> [TEXTE FOURNI]
_ _ _ _ _ _ _
Le moins que je puisse en dire, c’est que je me sentais un peu tétanisé, comme un collégien complexé qui aurait obtenu un impensable rendez-vous avec une improbable bombasse, à l’idée de « rencontrer » (pensais-je naïvement) ces trois cadors du cinéma. Bien obligé de placer des guillemets autour de ce verbe, du fait de la position légèrement périphérique que j’avais par rapport à eux… Car étant donnée la nature du poste que j’occupais, non seulement je n’étais pas toujours sur le plateau (plutôt en mode galère par monts et par vaux, à aller chercher des trucs à droite et à gauche, pour les besoins du tournage), mais quand je m’y trouvais, je n’étais pas censé m’occuper des comédiens (tâche des assistants de réalisation), mais plutôt faire en sorte que la table régie soit toujours pourvue de café, de coca et de madeleines bien dodues, enfin ce genre de chose…

 

Toutefois, il existe une certaine porosité sur les tournages, du moins sur certains d’entre eux, ceux que l’on pourrait qualifier d’ « artisanaux », ce qui était éminemment le cas avec celui-ci… Ce qui fait (en clair), que même si chacun des membres de l’équipe occupe un poste bien spécifique, l’organisation générale n’est pas si rigide qu’elle ne puisse pas permettre une certaine communication entre tout le monde. J’ai donc pu, un tant soit peu, m’approcher des vaches sacrées. En vérité, de deux d’entre elles : Bertolucci et Fuller. Garrel, pas un mot, pas un contact. Les choses se sont mal goupillées ce jour-là, Garrel restait très peu de temps sur le tournage, et j’avais dû être affecté à une course quelconque. A peine l’avais-je aperçu, arrivant sur le plateau, que j’ai dû m’éclipser, pour ne plus le revoir à mon retour. Dommage.
_ _ _ _ _ _ _
> [CONSIGNE]
Transcrivez à l'identique le passage du récit de tournage qui s'ouvre sur les mots contenant « Toutefois, il existe » et s'achève sur « mon retour. Dommage. ».
_ _ _ _ _ _ _
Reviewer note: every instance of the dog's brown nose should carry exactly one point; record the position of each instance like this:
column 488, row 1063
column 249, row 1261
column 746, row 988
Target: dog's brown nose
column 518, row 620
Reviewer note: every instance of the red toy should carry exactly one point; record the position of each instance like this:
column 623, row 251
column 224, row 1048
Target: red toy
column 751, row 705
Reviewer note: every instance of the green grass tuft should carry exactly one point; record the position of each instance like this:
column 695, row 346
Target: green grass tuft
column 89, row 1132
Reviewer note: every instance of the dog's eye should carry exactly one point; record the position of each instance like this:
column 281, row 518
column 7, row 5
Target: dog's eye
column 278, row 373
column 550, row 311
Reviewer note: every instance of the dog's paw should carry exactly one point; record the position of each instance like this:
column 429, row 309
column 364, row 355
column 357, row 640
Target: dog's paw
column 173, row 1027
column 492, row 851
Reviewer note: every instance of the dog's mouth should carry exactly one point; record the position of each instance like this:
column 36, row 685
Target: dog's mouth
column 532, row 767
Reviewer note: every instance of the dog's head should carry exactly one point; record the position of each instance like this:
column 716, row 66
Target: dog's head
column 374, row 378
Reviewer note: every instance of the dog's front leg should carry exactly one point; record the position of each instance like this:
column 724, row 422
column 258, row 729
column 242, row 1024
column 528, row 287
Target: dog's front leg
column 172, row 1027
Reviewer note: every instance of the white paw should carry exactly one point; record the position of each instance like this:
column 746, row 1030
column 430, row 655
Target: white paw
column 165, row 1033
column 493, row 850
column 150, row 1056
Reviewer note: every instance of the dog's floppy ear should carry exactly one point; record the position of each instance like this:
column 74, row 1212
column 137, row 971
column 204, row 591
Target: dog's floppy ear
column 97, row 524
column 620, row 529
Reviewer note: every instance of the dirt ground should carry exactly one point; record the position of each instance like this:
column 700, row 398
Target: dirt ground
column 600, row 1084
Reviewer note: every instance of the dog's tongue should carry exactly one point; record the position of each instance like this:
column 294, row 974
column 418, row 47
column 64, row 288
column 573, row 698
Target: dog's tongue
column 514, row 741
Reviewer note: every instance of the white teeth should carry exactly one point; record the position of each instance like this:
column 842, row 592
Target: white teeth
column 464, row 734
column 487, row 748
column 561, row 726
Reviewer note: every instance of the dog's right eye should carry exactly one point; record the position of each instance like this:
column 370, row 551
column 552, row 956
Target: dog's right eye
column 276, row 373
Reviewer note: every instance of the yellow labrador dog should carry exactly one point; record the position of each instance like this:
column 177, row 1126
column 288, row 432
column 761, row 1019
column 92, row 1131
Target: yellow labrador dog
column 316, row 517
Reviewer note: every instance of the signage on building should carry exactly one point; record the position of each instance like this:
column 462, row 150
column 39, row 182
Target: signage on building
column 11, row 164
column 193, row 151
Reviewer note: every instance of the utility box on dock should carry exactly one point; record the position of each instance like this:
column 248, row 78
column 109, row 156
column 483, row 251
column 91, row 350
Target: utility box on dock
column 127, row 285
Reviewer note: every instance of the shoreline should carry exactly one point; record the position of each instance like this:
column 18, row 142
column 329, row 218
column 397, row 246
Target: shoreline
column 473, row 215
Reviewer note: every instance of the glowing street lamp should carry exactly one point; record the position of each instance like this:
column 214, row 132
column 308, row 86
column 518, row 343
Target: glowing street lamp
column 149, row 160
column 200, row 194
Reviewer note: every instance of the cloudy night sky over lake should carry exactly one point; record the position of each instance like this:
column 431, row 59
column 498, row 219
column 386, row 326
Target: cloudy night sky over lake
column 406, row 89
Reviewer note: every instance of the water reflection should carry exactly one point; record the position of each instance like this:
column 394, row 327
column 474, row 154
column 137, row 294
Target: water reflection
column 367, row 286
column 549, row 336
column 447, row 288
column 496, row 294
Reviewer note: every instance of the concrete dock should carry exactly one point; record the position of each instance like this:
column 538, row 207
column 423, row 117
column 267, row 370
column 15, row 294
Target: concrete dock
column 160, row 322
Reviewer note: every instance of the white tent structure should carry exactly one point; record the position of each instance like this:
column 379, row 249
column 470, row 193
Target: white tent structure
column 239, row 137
_ _ _ _ _ _ _
> [RÉPONSE ATTENDUE]
Toutefois, il existe une certaine porosité sur les tournages, du moins sur certains d’entre eux, ceux que l’on pourrait qualifier d’ « artisanaux », ce qui était éminemment le cas avec celui-ci… Ce qui fait (en clair), que même si chacun des membres de l’équipe occupe un poste bien spécifique, l’organisation générale n’est pas si rigide qu’elle ne puisse pas permettre une certaine communication entre tout le monde. J’ai donc pu, un tant soit peu, m’approcher des vaches sacrées. En vérité, de deux d’entre elles : Bertolucci et Fuller. Garrel, pas un mot, pas un contact. Les choses se sont mal goupillées ce jour-là, Garrel restait très peu de temps sur le tournage, et j’avais dû être affecté à une course quelconque. A peine l’avais-je aperçu, arrivant sur le plateau, que j’ai dû m’éclipser, pour ne plus le revoir à mon retour. Dommage.